Work instructions:
1 - Do these statements agree with the essay on lizards and motherhood? For (a), (b) and (c), answer yes or no and quote the deciding words from the essay.
(a) Nacho the bearded dragon is the pet of the writer's 10-year-old son.
(b) The writer once found a live lizard inside the bag in a box of cereal.
(c) Bearded dragons are native to South America.
2 - Which lines of the data listing contain the word "fence"? Copy each of those lines in full.

Given passage:

+++++

For Mother’s Day, an acknowledgement of all the absurd, silly, wondrous situations our pre-mom selves could have never imagined us embracing

Nacho, a bearded dragon belonging to Vargas's son, enjoys spending time outside. (Theresa Vargas/The Washington Post)
6 min

I was sitting in a beautiful hotel room in a country filled with picturesque volcanoes, lakes and beaches, and all I could think about was the lizard on the ceiling.

It lurked in a corner. Lizards don’t lurk, you might be thinking. But this one did, at least in my mind. It stood about five feet from where the ceiling covered the bed, and while logic (and my future husband) told me it probably just wanted to hang out in the corner all night in hopes that a snack might fly by, a voice in my head warned me otherwise. It told me that lizard was just waiting for us to turn off the light and close our eyes before it walked over, took a leap and plopped down on my sleeping head.

That’s what irrational fears do to us. They make us play out worst-case scenarios in movie-quality detail until they feel probable.

I slept that night cocooned in a sheet from head to toe.

I’m not proud that lizards used to terrify me. But in my defense, I am drawn to the same temperatures as those long-tailed creatures and during my travels, I have been surprised in the worst ways by more than a few.

Once, I opened a box of cereal and found one sitting inside the bag, alive. Another time, I pulled up the lid of a toilet seat and found one looking up at me. (I will forever be grateful that I turned on the bathroom light that night). The most disgusting and unfortunate (for the lizard) encounter came on a day when my husband offered to make me toast. The smell of smoke told us breakfast was ruined before two pieces of bread popped up, with a cooked lizard attached.

But you wouldn’t have suspected any of that — that I had long feared lizards or that my nerves had been tested by bold ones — if you had seen me walking through my neighborhood on a recent afternoon. In my hand, I held a leash, which led to a harness that wrapped around the tiny, scaly chest of a bearded dragon that sat on my shoulder.

If you’ve never heard of bearded dragons, all you need to know is they are lizards that are native to Australia, and as their name suggests, they have a “beard” of spikes that puff out when they feel stressed, threatened or flirtatious.

The bearded dragon I held that day is named “Nacho,” and he is my 10-year-old son’s months-old, much-loved pet.

A dying fish, a beloved dog and a parenting lesson, of sorts

Before this year, I never imagined that I would voluntarily hold a lizard, let alone take one for a walk. But that’s what motherhood does to you. It changes you in ways that go beyond the stretch marks and C-section scars. It makes you fearless when it comes to things that once terrified you and terrified of things you didn’t know to fear.

+++++

Data listing:
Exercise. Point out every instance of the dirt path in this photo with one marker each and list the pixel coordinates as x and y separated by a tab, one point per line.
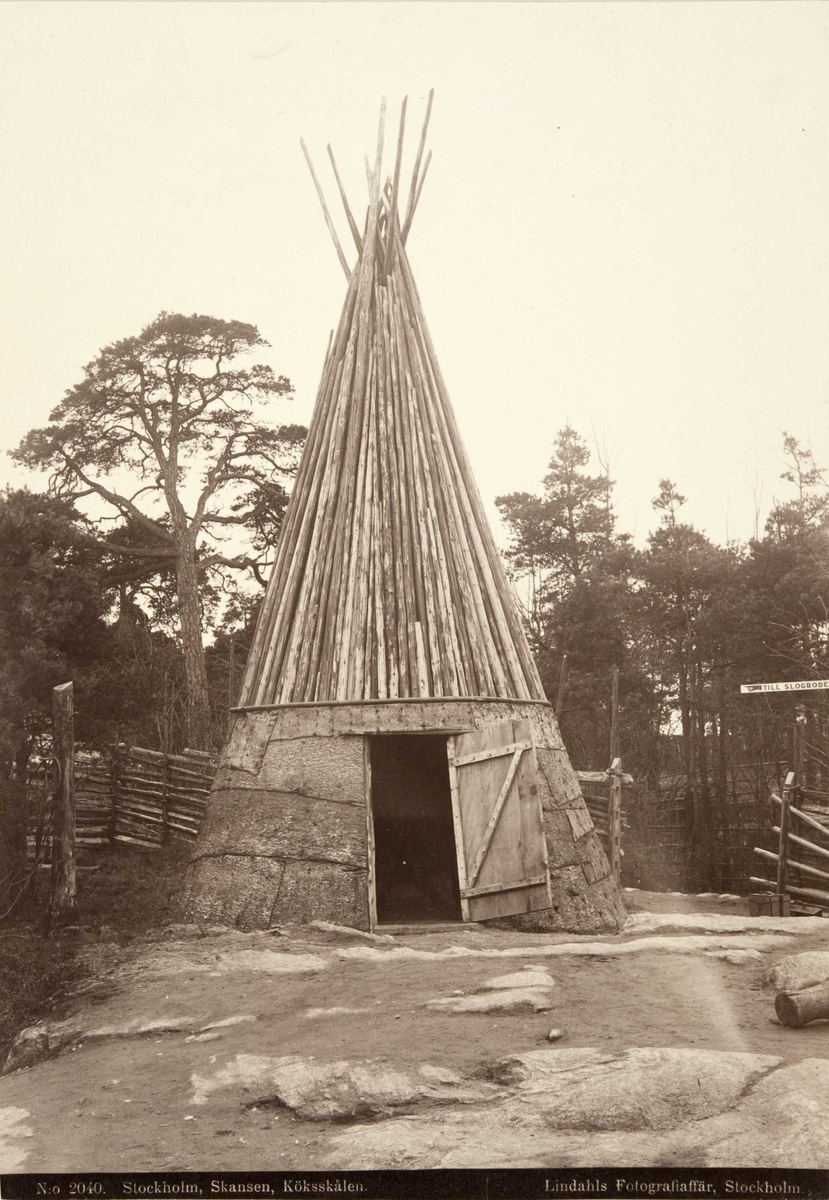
250	1093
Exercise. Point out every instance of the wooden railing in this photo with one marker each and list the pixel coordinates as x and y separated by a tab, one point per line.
133	796
793	804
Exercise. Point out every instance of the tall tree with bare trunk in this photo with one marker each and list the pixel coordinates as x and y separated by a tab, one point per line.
167	429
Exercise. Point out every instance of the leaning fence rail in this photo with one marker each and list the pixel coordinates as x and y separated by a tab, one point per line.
134	796
809	851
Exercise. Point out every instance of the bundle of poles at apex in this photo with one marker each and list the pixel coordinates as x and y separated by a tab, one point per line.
386	581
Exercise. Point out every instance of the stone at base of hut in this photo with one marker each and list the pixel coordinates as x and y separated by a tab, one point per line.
798	1008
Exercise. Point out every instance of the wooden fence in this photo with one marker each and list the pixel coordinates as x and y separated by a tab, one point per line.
803	847
602	795
127	795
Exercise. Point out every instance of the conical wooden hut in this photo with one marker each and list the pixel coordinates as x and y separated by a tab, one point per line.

+++++

Answers to the problems:
1 -
(a) Yes: "he is my 10-year-old son’s months-old, much-loved pet."
(b) Yes: "I opened a box of cereal and found one sitting inside the bag, alive."
(c) No: "they are lizards that are native to Australia"

2 -
Exercise. Point out every instance of the leaning fence rail in this photo with one marker each and list the pixel coordinates as x and y separated by a tab, one point per line.
Exercise. Point out every instance of the wooden fence in this photo with one marker each and list the pixel coordinates as x and y separated by a tab, one point per line.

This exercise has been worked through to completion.